:: Data records ::
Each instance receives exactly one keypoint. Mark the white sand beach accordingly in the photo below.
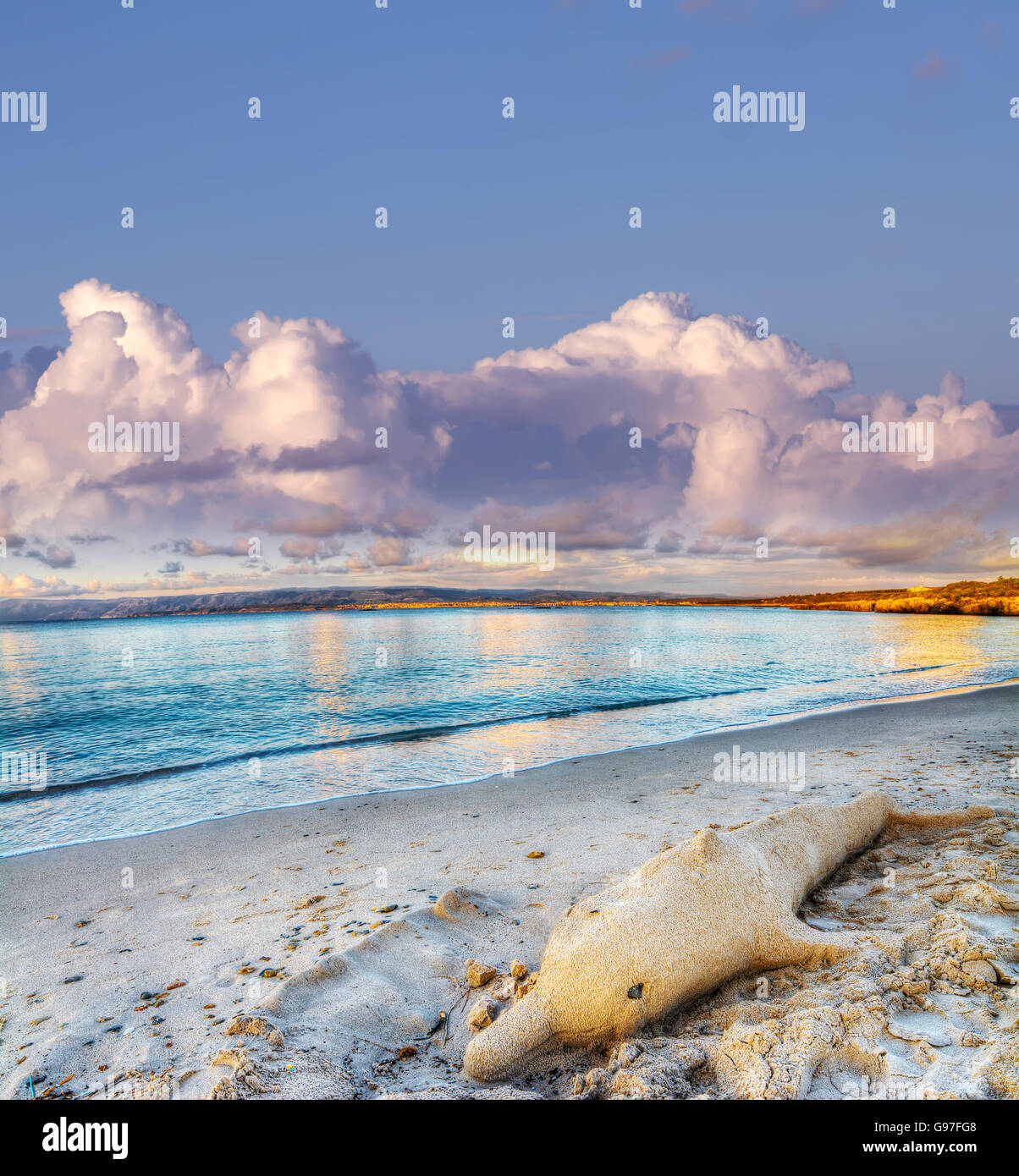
(322, 950)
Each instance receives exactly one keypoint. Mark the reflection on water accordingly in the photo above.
(196, 699)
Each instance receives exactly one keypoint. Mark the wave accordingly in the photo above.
(413, 734)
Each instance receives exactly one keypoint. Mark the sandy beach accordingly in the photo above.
(322, 950)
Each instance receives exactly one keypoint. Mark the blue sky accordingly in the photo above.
(491, 217)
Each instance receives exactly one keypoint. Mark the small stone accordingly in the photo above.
(482, 1016)
(525, 986)
(983, 970)
(479, 974)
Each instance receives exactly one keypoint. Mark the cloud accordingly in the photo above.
(664, 59)
(934, 67)
(653, 437)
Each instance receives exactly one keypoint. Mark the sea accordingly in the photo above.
(109, 728)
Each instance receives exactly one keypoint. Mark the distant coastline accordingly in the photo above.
(968, 597)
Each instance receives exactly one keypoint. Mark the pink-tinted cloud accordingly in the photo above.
(653, 439)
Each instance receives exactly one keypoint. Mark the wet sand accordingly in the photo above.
(344, 928)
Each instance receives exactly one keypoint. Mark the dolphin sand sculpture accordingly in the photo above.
(685, 922)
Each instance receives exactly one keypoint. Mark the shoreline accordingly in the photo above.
(771, 721)
(350, 920)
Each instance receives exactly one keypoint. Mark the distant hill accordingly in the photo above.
(15, 611)
(976, 597)
(995, 597)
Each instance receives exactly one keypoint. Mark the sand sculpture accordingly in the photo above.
(685, 922)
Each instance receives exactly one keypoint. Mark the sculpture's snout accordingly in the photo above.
(521, 1034)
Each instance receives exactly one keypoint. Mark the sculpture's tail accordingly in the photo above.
(521, 1034)
(934, 819)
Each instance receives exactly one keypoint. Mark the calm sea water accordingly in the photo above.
(153, 723)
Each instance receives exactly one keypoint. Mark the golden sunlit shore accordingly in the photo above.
(328, 949)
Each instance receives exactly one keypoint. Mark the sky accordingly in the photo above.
(280, 479)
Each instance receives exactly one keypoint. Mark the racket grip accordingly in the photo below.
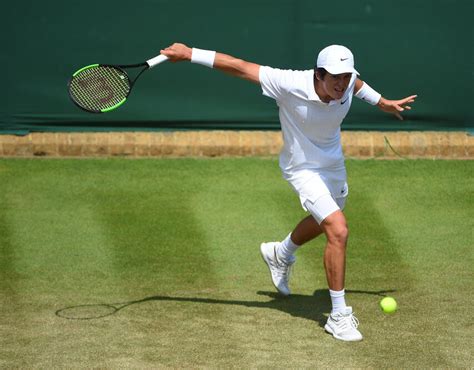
(156, 60)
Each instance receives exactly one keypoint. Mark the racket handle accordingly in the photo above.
(156, 60)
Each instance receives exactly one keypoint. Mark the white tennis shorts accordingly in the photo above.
(321, 192)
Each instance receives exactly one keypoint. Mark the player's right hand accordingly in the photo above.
(177, 52)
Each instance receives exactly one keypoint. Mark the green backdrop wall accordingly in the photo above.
(401, 47)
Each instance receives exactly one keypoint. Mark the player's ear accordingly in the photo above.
(317, 75)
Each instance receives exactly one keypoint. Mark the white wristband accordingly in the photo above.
(204, 57)
(368, 94)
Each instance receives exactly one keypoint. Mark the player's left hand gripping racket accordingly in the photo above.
(100, 88)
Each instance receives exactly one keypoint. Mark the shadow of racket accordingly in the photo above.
(307, 306)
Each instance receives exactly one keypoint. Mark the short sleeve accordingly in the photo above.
(275, 82)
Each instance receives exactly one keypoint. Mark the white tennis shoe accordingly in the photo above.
(279, 269)
(343, 326)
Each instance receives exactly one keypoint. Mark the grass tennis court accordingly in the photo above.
(176, 242)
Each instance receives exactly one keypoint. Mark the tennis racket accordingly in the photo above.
(100, 88)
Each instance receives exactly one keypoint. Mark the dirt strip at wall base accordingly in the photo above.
(368, 144)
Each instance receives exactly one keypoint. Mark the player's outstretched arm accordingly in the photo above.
(396, 106)
(223, 62)
(365, 92)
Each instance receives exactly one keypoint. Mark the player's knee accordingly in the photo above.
(339, 235)
(336, 229)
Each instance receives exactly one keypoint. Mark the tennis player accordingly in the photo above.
(312, 105)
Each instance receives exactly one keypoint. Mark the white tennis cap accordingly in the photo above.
(336, 59)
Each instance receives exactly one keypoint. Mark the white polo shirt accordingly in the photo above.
(311, 128)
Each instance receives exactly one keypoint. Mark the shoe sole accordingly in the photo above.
(270, 270)
(329, 330)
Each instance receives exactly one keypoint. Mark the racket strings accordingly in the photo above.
(100, 87)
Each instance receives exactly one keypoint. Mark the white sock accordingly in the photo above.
(287, 248)
(338, 300)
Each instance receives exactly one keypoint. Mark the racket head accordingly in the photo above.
(99, 88)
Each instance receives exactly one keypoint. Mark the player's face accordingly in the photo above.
(336, 85)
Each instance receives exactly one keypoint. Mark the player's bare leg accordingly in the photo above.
(306, 230)
(342, 323)
(335, 228)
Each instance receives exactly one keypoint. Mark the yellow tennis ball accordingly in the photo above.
(388, 305)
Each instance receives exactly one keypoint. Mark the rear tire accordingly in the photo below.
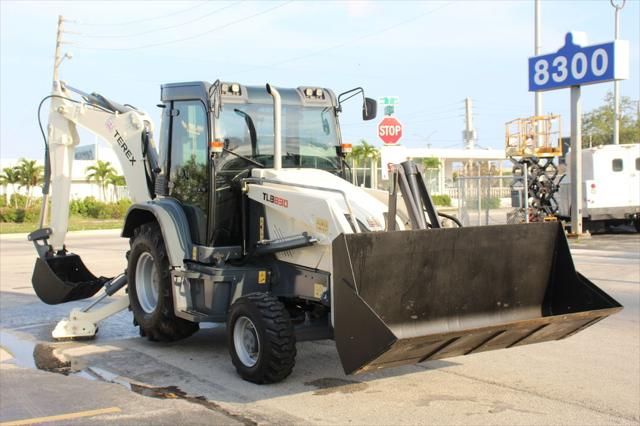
(261, 338)
(150, 297)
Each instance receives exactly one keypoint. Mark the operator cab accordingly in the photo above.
(238, 121)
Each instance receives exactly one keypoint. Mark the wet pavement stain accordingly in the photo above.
(174, 392)
(45, 359)
(329, 385)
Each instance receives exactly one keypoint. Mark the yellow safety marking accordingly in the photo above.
(261, 229)
(322, 225)
(59, 417)
(318, 289)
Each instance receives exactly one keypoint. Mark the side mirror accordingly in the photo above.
(369, 109)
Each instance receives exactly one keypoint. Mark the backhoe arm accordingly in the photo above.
(122, 127)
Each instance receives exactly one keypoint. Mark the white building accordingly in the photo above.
(81, 187)
(449, 159)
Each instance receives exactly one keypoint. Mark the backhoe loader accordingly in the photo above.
(245, 215)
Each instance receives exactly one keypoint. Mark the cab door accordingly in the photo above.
(189, 164)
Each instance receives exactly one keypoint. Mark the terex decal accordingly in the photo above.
(278, 201)
(127, 152)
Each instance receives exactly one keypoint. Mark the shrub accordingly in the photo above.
(19, 215)
(88, 207)
(485, 203)
(441, 200)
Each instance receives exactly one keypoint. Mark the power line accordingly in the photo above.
(138, 21)
(199, 18)
(228, 24)
(356, 39)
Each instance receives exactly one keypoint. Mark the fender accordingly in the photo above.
(173, 223)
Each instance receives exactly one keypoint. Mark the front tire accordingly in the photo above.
(261, 338)
(150, 297)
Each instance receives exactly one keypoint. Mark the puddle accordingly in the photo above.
(30, 354)
(329, 385)
(20, 349)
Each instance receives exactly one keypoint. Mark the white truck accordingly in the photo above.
(610, 186)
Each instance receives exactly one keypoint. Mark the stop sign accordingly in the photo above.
(390, 130)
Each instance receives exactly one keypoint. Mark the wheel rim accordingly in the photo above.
(147, 283)
(246, 341)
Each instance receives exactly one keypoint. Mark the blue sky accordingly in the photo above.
(431, 54)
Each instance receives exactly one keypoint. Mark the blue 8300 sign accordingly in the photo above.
(574, 65)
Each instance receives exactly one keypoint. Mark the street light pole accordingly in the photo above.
(616, 84)
(536, 51)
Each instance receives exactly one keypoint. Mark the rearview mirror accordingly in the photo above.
(369, 109)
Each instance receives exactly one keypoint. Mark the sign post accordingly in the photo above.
(576, 161)
(573, 66)
(390, 130)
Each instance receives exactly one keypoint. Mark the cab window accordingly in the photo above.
(616, 165)
(188, 168)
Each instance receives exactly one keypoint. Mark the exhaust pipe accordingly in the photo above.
(277, 121)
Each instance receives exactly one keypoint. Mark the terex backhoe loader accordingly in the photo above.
(246, 216)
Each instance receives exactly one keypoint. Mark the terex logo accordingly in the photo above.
(278, 201)
(125, 148)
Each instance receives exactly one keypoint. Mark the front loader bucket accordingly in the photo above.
(60, 279)
(410, 296)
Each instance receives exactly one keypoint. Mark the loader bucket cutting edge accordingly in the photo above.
(410, 296)
(60, 279)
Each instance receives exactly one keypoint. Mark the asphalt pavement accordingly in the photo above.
(120, 378)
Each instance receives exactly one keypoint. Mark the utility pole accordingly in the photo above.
(469, 133)
(616, 84)
(58, 58)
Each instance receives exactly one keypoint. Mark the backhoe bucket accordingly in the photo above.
(410, 296)
(60, 279)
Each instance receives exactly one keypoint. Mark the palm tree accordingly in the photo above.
(115, 181)
(369, 152)
(100, 173)
(10, 176)
(30, 174)
(356, 156)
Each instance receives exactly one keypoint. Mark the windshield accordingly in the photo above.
(308, 134)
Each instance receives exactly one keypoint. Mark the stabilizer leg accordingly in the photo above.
(83, 323)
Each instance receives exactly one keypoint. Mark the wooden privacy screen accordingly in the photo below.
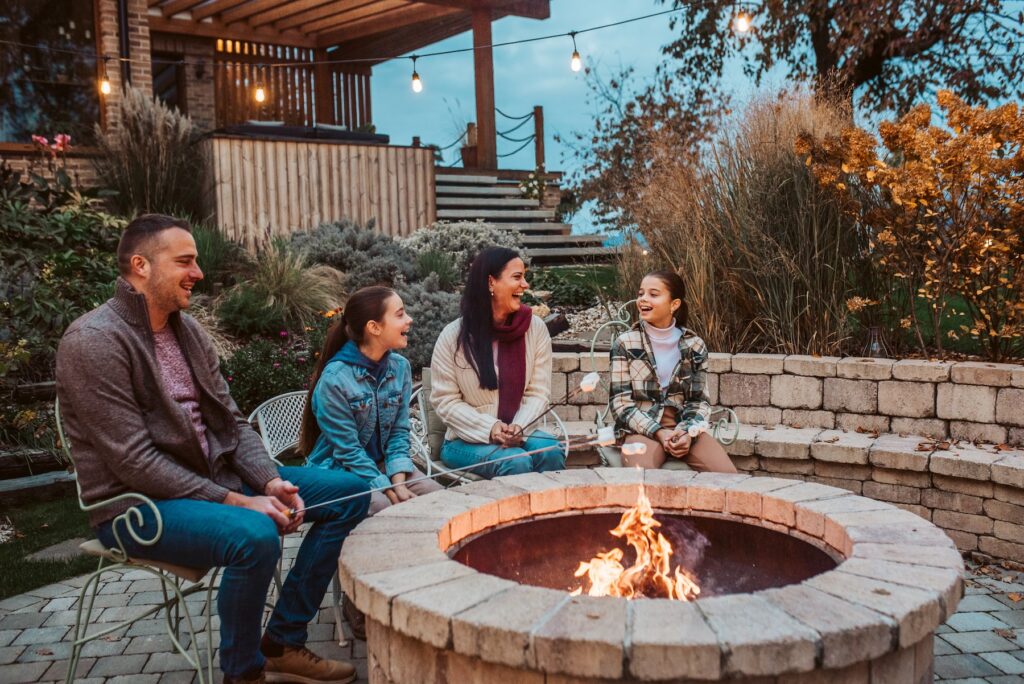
(291, 84)
(265, 188)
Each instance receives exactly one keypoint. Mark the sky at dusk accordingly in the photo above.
(524, 76)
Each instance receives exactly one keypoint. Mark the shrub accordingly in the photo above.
(151, 158)
(462, 241)
(366, 256)
(431, 308)
(283, 293)
(767, 254)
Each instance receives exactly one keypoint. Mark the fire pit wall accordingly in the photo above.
(869, 620)
(884, 429)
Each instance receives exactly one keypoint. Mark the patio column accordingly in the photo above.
(483, 68)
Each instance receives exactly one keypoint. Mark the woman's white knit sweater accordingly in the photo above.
(469, 411)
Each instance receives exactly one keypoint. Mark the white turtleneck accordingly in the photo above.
(665, 342)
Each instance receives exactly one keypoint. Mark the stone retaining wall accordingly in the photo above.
(970, 400)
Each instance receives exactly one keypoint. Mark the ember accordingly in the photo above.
(649, 576)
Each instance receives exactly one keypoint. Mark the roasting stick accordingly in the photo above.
(605, 437)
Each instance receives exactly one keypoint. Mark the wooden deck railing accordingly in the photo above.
(264, 188)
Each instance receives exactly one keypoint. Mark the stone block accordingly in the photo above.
(849, 633)
(794, 391)
(982, 432)
(858, 396)
(925, 427)
(976, 524)
(862, 423)
(585, 638)
(759, 415)
(818, 367)
(785, 442)
(760, 638)
(1001, 549)
(744, 390)
(819, 419)
(671, 639)
(967, 463)
(910, 399)
(564, 361)
(952, 501)
(1010, 407)
(838, 446)
(720, 362)
(966, 402)
(916, 370)
(891, 451)
(864, 369)
(902, 477)
(892, 493)
(983, 373)
(758, 364)
(916, 612)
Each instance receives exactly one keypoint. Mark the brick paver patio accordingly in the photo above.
(982, 643)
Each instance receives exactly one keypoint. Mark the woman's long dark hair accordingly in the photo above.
(677, 290)
(476, 338)
(365, 305)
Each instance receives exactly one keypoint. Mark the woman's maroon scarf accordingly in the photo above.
(511, 338)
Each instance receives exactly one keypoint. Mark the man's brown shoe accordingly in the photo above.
(288, 664)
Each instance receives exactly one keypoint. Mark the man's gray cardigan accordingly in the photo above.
(126, 432)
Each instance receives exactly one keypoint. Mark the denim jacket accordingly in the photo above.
(347, 403)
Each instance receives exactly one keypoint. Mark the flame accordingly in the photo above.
(650, 575)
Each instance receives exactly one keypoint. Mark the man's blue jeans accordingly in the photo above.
(247, 546)
(459, 454)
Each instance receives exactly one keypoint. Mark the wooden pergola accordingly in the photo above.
(355, 29)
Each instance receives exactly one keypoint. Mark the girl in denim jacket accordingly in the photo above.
(356, 415)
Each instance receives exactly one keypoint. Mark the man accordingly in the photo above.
(146, 411)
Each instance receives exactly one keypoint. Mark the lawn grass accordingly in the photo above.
(41, 524)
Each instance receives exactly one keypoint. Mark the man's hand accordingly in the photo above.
(288, 495)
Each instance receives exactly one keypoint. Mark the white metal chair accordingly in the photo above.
(724, 428)
(172, 580)
(428, 435)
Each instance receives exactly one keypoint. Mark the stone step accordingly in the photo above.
(474, 190)
(471, 203)
(465, 179)
(566, 241)
(513, 214)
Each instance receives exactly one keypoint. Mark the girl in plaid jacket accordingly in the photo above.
(657, 393)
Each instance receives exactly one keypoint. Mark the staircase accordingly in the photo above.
(471, 197)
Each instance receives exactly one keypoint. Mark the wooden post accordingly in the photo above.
(483, 69)
(539, 136)
(322, 75)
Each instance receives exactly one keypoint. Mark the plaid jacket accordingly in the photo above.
(636, 397)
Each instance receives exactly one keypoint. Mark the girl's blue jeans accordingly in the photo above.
(247, 546)
(459, 454)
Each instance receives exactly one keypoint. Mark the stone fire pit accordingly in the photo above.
(870, 618)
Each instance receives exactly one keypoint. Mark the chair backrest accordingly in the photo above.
(434, 425)
(280, 421)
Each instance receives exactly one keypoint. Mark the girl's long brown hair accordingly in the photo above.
(365, 305)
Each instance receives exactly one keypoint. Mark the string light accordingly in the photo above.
(417, 83)
(104, 83)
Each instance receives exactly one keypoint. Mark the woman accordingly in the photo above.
(491, 374)
(657, 392)
(356, 415)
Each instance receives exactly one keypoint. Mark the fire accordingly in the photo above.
(649, 575)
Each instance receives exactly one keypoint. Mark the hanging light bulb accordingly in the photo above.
(104, 83)
(576, 63)
(417, 83)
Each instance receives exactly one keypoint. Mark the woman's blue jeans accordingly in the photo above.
(247, 546)
(459, 454)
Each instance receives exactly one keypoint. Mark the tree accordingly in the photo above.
(891, 52)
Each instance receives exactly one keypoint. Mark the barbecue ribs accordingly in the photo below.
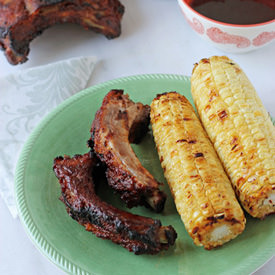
:::
— Problem —
Write out the lines from the one containing "Each instance receives exactly one keypoint. Mark the stone fire" through the last line, word for word, leaving out the pictures.

— Exercise output —
Each instance receives exactly one keypoint. Mark the stone fire pit accordingly in the photo above.
(870, 618)
Each instance receives exactly one keypoint. Mark the chair backrest accordingly in the photo above.
(434, 425)
(280, 421)
Each instance receives exactly one keypoint. Mark the girl's long brown hair accordingly in the photo above.
(365, 305)
Each instance receives exactly one keypoint. Mark the string light accordingly in the photo above.
(417, 83)
(104, 83)
Each instance receives exactly one keypoint. Mark the woman accordingly in the photo above.
(491, 374)
(657, 392)
(356, 415)
Each instance receives exactly one keypoint. Mark the fire accordingly in the photo above.
(649, 575)
Each instance receives exactly one keypoint. Mark the hanging light bulb accordingly in the photo above.
(104, 83)
(576, 63)
(417, 83)
Each instance receives exactly one keypoint. Mark the woman's blue jeans accordingly in the photo above.
(247, 546)
(459, 454)
Each instance receives exactly one keypoint. Mark the tree accordingly in the photo above.
(891, 52)
Each instance receives exactly one keypoint. Mark the barbecue ribs accordingly in the photo below.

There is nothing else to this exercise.